_TASK STATEMENT_:
Please resume the passage below about the Tyonek village's offer to house the New York Stock Exchange, continuing after its last sentence.

_TEXT_:
▶
The invitation which drew the most attention in that cocktail-hour conversation was one from of all unlikely placesthe Indian village of Tyonek on the shores of Alaska's Cook Inlet. In fact, that invitation had made such a hit with exchange officials that the vice president read it to the visiting writers. The letter, signed by Albert S. Kaloa, Jr., chief of the Tyoneks on the Moquawkie Reservation, went like this:
"We read with interest the difficulties you are having with the City of New York concerning . . . taxes that are levied against you. We also noted with interest that you contemplate a change of location.
"We will build an exchange facility at Tyonek, Alaska, at no expense to you, of sufficient design to accommodate the New York Stock Exchange . . .
"The contrast from the insane rush of humanity, jammed one against another in the heart of New York City, without fresh air, and occasionally without lights, with the spacious beauty of Alaska and its relaxing atmosphere, may be of some attraction to the exchange members . . ."
The letter went on to say that the Indians might contemplate building the facility in another area, but certainly not in New York City.
◀
_INFORMATION PROVIDED_:
▶
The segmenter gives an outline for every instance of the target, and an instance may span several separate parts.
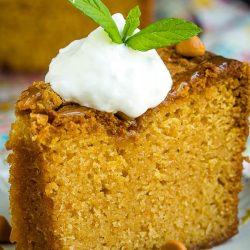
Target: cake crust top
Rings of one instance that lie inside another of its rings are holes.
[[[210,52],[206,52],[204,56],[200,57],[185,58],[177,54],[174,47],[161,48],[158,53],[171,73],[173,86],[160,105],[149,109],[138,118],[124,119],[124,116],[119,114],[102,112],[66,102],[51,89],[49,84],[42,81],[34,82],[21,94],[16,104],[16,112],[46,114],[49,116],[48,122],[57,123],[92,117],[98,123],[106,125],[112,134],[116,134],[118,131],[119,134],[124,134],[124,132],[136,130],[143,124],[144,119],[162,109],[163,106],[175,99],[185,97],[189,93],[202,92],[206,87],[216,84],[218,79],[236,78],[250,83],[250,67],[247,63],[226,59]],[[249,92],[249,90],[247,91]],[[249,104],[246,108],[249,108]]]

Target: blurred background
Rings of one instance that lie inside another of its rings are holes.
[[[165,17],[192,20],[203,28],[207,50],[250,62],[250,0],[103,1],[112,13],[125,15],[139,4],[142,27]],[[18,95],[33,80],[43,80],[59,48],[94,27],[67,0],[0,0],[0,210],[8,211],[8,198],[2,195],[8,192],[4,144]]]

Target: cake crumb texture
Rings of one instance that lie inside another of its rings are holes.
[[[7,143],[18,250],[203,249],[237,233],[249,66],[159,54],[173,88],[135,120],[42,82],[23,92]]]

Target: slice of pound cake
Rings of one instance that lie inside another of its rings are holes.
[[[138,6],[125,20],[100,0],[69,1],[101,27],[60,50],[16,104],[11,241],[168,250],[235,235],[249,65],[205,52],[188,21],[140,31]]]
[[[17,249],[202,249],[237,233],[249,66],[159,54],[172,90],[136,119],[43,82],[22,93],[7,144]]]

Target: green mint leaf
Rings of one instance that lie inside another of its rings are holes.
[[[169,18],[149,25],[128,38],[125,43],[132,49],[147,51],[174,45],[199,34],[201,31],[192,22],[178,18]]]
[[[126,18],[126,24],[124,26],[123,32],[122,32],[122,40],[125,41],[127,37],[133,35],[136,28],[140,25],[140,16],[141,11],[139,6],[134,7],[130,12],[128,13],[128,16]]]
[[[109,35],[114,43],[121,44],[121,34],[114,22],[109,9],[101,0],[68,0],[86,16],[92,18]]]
◀
▶
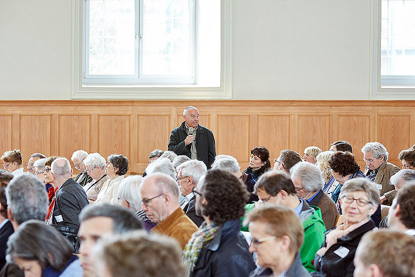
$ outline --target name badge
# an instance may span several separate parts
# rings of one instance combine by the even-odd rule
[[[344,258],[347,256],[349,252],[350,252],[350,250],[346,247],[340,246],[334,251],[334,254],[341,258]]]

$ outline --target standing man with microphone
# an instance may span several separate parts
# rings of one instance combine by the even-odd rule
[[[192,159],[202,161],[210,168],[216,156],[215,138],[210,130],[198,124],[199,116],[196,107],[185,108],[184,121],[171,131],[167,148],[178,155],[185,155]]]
◀
▶
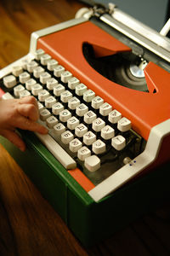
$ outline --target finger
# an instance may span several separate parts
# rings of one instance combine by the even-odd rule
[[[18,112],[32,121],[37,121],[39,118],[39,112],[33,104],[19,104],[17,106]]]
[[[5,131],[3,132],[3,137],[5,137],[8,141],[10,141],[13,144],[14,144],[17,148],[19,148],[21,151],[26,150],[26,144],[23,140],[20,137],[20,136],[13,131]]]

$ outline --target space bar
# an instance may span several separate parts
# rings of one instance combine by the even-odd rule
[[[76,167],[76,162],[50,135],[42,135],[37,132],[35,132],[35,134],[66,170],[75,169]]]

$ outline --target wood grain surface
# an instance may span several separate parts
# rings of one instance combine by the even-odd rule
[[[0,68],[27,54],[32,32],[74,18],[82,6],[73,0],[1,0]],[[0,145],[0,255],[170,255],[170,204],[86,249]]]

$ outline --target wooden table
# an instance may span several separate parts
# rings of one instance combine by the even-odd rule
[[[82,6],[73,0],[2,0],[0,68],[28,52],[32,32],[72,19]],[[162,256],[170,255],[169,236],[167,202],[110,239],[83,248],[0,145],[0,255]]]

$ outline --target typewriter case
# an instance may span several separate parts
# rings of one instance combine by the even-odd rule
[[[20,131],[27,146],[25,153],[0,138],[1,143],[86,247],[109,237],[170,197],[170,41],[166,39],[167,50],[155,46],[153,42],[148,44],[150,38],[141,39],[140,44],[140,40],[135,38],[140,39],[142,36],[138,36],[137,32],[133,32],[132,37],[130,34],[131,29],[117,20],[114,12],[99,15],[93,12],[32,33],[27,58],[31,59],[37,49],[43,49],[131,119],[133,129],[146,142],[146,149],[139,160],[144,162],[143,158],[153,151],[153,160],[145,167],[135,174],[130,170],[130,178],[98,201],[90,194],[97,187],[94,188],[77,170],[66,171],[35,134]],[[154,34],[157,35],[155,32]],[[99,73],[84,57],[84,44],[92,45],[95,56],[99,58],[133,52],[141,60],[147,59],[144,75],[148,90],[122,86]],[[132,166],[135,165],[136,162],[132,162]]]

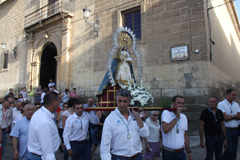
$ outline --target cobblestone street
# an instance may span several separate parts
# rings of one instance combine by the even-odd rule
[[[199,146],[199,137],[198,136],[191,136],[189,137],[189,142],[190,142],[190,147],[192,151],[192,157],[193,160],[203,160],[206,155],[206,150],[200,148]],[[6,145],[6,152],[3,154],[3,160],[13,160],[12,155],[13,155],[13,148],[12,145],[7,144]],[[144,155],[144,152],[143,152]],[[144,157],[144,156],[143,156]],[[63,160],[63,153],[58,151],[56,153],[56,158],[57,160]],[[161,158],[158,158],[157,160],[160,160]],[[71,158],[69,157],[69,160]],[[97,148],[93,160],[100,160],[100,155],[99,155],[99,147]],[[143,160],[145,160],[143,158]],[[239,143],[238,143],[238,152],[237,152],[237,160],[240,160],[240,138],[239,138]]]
◀
_EXERCISE OUTPUT_:
"The Manhattan incident is a painful memory," the letter said, "and we still have a few of the beads. We are somewhat amused that the white people are now reduced to skinning one another instead of skinning the Indians."
"While the Tyonek invitation may have been only a jest, it did certainly point up the fact that the makers of the invitation were far from typical Alaskan Indians and that Tyonek is far from a typical Alaskan Indian village. It was interesting, too, that some of the story of these "oil-rich Indians" had penetrated as far back as the confines of the New York Stock Exchange.
Parts of that Tyonek story have been told many times before and since that invitation. The readers of such diverse publications as the London Daily Express, the New York Times, Christian Science Monitor, and Time magazine have read reports of how in the past few years the fifty or so families living in Tyonek have reaped a harvest of better than $14 million from the sale of oil leases on their reservation lands and what this bonanza has meant in drastically improved living standards and shrewd investments. But the story is more complicated than just those bare facts. It is more interesting, too, and a story that is still unfolding. In the light of the still-unsettled Indian and Eskimo land claims which blanket nearly all of Alaska, it is a story which might be repeated many, many times in the future.
It is a story, also, with a good bit of irony for the oil companies involved. While the Tyoneks have a nice, hefty collective bank account from the sale of oil leases dating back to 1961, not one drop of oil has been taken out of the ground on the Indian reservation. A little gas has been found, but other than that it has been just a story of dry holes.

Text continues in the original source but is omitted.